== Supplied material ==

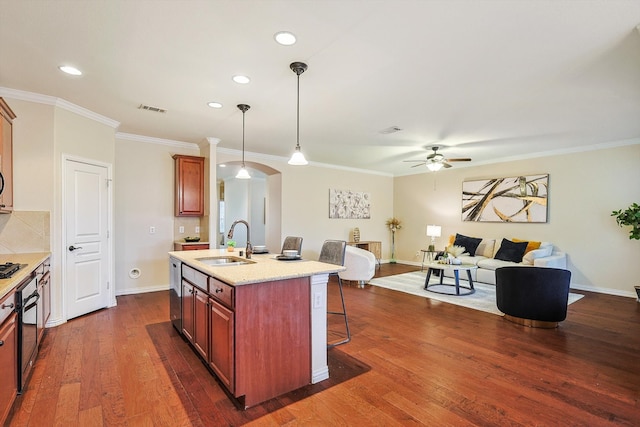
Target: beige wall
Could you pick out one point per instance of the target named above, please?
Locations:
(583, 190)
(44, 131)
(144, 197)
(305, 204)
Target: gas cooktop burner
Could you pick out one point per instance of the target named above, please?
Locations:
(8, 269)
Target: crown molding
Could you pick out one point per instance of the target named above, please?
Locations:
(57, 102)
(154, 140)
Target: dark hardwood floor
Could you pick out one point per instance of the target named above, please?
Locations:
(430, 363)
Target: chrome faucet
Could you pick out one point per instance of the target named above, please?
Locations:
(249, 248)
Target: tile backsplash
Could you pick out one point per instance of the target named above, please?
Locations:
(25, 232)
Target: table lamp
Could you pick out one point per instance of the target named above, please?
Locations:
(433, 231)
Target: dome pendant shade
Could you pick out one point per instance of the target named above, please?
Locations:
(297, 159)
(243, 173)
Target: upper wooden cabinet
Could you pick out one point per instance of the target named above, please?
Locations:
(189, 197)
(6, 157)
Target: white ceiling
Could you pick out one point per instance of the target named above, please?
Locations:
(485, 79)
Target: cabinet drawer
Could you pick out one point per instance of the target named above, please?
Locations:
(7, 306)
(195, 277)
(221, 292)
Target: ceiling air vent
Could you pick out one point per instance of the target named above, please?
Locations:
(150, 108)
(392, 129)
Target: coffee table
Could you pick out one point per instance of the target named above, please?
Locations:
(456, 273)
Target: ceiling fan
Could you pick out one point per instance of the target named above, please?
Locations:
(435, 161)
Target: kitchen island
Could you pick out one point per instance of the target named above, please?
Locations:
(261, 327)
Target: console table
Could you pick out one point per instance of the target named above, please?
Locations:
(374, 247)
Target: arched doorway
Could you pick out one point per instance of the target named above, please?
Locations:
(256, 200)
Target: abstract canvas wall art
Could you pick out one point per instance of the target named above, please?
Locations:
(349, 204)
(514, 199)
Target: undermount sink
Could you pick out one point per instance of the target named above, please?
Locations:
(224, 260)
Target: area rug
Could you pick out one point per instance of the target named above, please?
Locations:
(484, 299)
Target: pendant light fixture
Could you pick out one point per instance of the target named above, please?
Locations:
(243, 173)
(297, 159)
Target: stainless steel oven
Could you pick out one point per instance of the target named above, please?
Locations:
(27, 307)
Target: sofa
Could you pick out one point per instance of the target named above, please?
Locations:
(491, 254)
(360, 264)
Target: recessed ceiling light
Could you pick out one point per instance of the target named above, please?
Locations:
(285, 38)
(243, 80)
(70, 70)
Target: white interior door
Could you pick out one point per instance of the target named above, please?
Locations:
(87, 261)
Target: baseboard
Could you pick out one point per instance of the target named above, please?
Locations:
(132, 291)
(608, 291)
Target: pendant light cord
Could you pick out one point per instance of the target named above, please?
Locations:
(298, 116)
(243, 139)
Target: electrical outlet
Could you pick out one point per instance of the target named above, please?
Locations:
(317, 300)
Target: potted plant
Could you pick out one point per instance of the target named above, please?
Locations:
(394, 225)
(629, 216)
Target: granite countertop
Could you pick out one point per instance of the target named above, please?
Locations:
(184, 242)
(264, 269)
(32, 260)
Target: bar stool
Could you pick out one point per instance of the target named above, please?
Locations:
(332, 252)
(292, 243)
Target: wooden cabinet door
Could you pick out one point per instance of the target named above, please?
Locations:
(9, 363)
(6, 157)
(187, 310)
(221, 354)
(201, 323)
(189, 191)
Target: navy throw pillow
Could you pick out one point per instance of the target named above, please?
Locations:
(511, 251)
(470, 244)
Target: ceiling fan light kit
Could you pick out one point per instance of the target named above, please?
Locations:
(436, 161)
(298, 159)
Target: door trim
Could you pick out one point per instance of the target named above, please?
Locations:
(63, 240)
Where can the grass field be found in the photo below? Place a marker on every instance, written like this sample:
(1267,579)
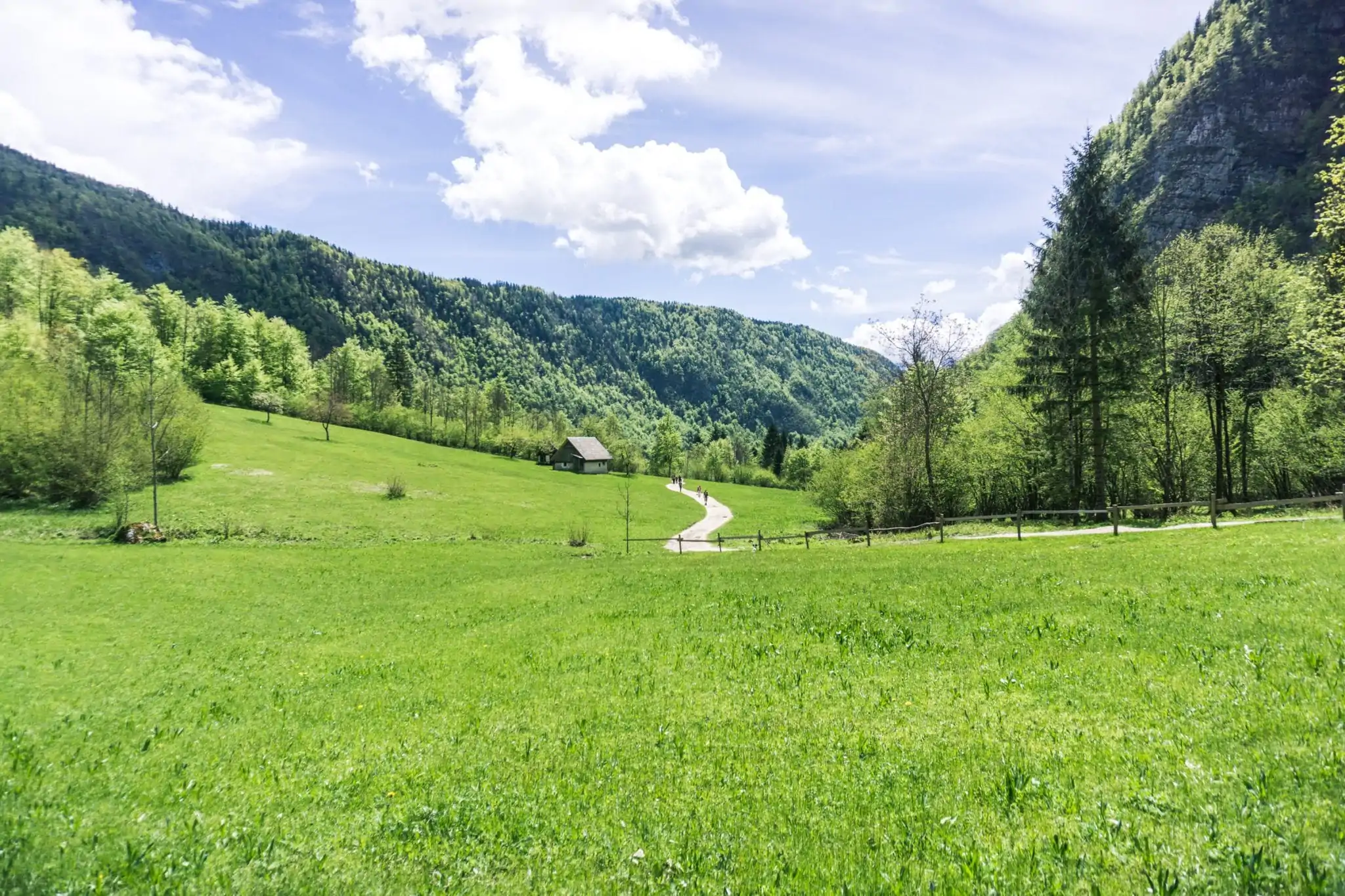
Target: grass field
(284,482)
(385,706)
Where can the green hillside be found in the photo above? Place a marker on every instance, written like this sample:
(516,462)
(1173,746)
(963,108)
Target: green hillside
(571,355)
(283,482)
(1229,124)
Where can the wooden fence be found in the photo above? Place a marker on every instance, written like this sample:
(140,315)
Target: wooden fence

===

- [Directions] Every line from the start of the listing above through the line with "Target: crown molding" should be repeated exactly; skip the pictures and add nothing else.

- [Solution to the problem]
Target: beige wall
Could you pick out one point per instance of the target named above, please?
Locations:
(583, 190)
(44, 131)
(144, 197)
(305, 204)
Target: gas cooktop burner
Could you pick out one point per instance of the target named above, please?
Locations:
(8, 269)
Target: crown molding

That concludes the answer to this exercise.